* [Input data]:
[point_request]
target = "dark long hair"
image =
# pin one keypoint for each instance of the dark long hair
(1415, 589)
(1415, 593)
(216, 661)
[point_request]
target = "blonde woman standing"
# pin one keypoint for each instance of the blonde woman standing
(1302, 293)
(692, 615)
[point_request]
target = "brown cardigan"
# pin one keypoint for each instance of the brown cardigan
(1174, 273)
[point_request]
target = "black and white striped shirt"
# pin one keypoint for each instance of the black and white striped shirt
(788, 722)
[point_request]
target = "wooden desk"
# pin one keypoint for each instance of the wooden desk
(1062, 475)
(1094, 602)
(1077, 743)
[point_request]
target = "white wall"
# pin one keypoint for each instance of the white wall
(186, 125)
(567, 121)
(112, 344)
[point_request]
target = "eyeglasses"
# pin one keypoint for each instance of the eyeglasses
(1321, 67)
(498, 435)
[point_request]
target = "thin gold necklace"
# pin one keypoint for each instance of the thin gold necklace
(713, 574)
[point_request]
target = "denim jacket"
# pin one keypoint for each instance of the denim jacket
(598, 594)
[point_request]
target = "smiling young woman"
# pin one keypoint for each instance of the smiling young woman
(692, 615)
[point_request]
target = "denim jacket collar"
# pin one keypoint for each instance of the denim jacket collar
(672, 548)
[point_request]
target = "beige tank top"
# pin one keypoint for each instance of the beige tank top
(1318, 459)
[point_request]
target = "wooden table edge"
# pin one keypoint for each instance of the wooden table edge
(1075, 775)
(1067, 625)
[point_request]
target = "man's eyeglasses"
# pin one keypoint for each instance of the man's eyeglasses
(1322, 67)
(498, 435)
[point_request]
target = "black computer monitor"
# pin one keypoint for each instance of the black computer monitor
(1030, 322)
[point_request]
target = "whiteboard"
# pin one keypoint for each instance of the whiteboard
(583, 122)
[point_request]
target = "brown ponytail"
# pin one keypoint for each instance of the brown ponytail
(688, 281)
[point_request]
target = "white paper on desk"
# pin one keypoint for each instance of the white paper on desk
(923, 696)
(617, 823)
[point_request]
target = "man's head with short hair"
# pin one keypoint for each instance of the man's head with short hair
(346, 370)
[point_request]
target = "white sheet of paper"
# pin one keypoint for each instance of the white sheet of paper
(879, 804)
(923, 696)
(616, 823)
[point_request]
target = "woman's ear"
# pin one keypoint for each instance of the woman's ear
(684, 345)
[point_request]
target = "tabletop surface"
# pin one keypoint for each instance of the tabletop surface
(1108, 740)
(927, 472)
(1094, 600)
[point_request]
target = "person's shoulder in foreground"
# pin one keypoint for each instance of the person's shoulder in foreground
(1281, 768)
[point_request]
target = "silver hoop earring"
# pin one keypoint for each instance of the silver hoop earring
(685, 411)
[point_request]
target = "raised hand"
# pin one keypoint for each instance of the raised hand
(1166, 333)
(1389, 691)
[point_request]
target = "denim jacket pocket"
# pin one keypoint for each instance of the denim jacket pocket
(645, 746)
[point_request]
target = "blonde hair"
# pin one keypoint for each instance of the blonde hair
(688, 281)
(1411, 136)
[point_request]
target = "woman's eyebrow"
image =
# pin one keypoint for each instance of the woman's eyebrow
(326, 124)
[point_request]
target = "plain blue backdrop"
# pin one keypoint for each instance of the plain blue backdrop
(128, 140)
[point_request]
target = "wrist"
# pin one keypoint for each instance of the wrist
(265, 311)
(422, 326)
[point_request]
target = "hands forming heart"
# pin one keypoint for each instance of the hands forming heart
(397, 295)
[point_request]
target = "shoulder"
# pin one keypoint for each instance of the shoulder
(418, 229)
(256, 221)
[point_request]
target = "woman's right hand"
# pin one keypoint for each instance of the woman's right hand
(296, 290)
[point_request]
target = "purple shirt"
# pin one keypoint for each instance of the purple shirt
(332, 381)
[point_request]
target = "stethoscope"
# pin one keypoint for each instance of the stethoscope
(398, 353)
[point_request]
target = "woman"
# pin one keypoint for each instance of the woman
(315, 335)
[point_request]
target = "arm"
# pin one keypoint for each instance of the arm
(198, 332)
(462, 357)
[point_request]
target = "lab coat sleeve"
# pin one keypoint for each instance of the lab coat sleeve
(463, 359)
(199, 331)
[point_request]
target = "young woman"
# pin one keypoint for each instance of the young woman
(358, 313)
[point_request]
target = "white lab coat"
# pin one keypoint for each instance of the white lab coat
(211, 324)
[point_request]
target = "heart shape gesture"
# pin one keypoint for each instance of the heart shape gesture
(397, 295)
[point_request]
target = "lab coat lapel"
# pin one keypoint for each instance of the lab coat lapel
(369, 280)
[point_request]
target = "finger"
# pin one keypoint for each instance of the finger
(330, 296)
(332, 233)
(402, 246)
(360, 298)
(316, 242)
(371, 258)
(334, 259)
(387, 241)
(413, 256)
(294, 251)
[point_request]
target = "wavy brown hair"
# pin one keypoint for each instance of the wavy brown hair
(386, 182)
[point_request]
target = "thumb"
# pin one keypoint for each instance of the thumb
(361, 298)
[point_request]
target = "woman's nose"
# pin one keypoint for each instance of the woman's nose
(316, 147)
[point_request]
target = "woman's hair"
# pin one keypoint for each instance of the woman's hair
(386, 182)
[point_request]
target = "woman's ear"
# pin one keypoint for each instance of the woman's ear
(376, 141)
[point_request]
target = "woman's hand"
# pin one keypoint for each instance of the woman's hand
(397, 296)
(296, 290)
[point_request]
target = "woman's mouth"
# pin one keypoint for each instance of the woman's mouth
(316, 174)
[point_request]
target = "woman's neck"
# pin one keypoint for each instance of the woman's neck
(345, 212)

* [Your objective]:
Every line of the listing is to be returned exactly as given.

* [Written answer]:
[point_request]
target = "dark long hair"
image =
# pin one keypoint for each instance of the dark long hair
(1415, 589)
(1415, 593)
(216, 661)
[point_request]
target = "blonde woman standing"
# pin one keypoint for each instance of the blonde woman standing
(1302, 293)
(692, 615)
[point_request]
target = "brown cardigan"
# pin one keypoint for each instance of the brown cardigan
(1174, 273)
[point_request]
target = "black and white striped shirt"
# pin one keypoint for each instance of the black and white striped shirt
(788, 722)
[point_request]
target = "wooden desk"
# pin one keypoint for each instance of the wooden desk
(1062, 475)
(1094, 602)
(1077, 743)
[point_request]
target = "white wall"
# pin one keypoint for each instance of the white wall
(186, 125)
(567, 121)
(112, 344)
[point_request]
target = "eyeglasses"
# pin one keypoint for each instance of the eyeglasses
(1321, 67)
(498, 435)
[point_request]
target = "thin gold necklace"
# pin one keypoint for each instance of the thin gold necklace
(713, 574)
[point_request]
target = "denim jacket"
# pin one keypoint for each instance of the denim jacket
(598, 594)
[point_request]
target = "smiling young woman"
# pin one keypoint for each instance of the smiling young woman
(692, 615)
[point_request]
target = "denim jacket collar"
# pin one keypoint for each instance of the denim jacket collar
(672, 548)
[point_request]
target = "beige tank top"
# pin one keypoint for each instance of the beige tank top
(1318, 459)
[point_request]
target = "wooden table edge"
# pin one keypoint for each instance of the wooden table edge
(1075, 775)
(1067, 625)
[point_request]
target = "man's eyeglasses"
# pin one keypoint for each instance of the man's eyeglasses
(1322, 67)
(498, 435)
[point_request]
target = "black computer monitor"
# pin one keypoint for each instance of the black computer monitor
(1030, 322)
[point_request]
target = "whiteboard"
# pin one keypoint for each instance of the whiteboard
(583, 122)
[point_request]
target = "brown ponytail"
# pin one keypoint for each instance of the brown ponytail
(688, 281)
[point_request]
target = "white paper on desk"
# pin one keypoint for each instance of the white paper on desk
(923, 696)
(617, 823)
[point_request]
target = "man's head with short hair"
# pin one keypoint for each instance of the man's head with short hair
(346, 370)
[point_request]
target = "white sheet of paper"
# pin one keypoint for each instance of the white sheet of paper
(879, 804)
(923, 696)
(616, 823)
[point_request]
target = "woman's ear"
# pin one keypoint for each instance of the woman's ear
(684, 345)
[point_request]
target = "tabletop surface"
# pin one keypoint for each instance of the tabletop surface
(1108, 740)
(927, 472)
(1094, 600)
[point_request]
target = "person's shoulder in foreground"
# pin one keypoint for each instance of the person's shoulder in foreground
(1281, 768)
[point_request]
target = "silver hoop earring"
# pin one keypoint for each instance of the silver hoop earring
(685, 411)
[point_request]
target = "raised hand"
# pin one keypoint for each instance of the raised hand
(1166, 333)
(1389, 691)
[point_request]
target = "denim jacket pocket"
# pin one keypoint for each instance of the denim jacket pocket
(645, 746)
[point_request]
target = "blonde hair"
# pin one keypoint for each instance of the blonde hair
(688, 281)
(1411, 136)
[point_request]
target = "woman's eyebrow"
image =
# pin one keypoint for each instance of the woman's eyebrow
(326, 124)
[point_request]
target = "plain blue backdrop"
# pin one keypoint for each instance of the plain blue backdrop
(128, 140)
[point_request]
target = "wrist"
# pin one keypoint for each instance of the wrist
(265, 311)
(422, 326)
[point_request]
target = "hands forming heart"
# pin one keypoint for each instance of the hands forming heart
(397, 295)
[point_request]
target = "shoulder"
# pin one keypoint for each instance of the shoulder
(418, 229)
(256, 221)
[point_request]
target = "woman's right hand"
# pin one keypoint for each instance of the woman's right hand
(296, 290)
[point_request]
target = "purple shirt"
# pin one keypoint for each instance of the purple shirt
(332, 381)
[point_request]
target = "stethoscope"
# pin one keypoint for each instance of the stethoscope
(398, 353)
[point_request]
target = "woman"
# pin one keypoint for each instance of the woman
(315, 335)
[point_request]
target = "arm"
# pin one keypoint for each instance of the arm
(198, 332)
(462, 357)
[point_request]
target = "lab coat sleeve"
# pin one keypoint for each instance of the lab coat sleeve
(463, 359)
(199, 331)
[point_request]
target = "young woman"
# pin one keypoint for each instance of the young woman
(358, 313)
[point_request]
target = "white lab coat"
# pin one keypoint for each instance of the white lab coat
(211, 324)
[point_request]
target = "heart shape gesture"
# pin one keypoint for each instance of the heart shape gesture
(397, 295)
[point_request]
target = "lab coat lapel"
# pin one keypoint for each instance of the lab coat lapel
(369, 280)
[point_request]
target = "finger"
# pin one keypoint for each instance of the finger
(330, 296)
(332, 233)
(402, 246)
(360, 298)
(316, 242)
(371, 258)
(334, 259)
(387, 241)
(413, 256)
(294, 251)
[point_request]
target = "wavy brown hair"
# pin one keypoint for each instance of the wavy brown hair
(386, 182)
[point_request]
target = "thumb"
# pin one keypoint for each instance of the thumb
(361, 298)
[point_request]
target = "woman's nose"
# pin one keypoint for each instance of the woman's nose
(316, 147)
[point_request]
target = "woman's hair"
# pin one keypoint for each instance of the woman's hair
(386, 182)
[point_request]
target = "woman's ear"
# pin one keypoint for each instance of the woman's ear
(376, 141)
[point_request]
target = "woman's hand"
# pin one keypoint for each instance of the woman's hand
(397, 296)
(296, 290)
[point_request]
target = "woman's mouth"
# pin one keypoint for each instance of the woman's mouth
(316, 174)
[point_request]
target = "woman's neck"
# pin one keypoint for each instance of the woman's neck
(345, 212)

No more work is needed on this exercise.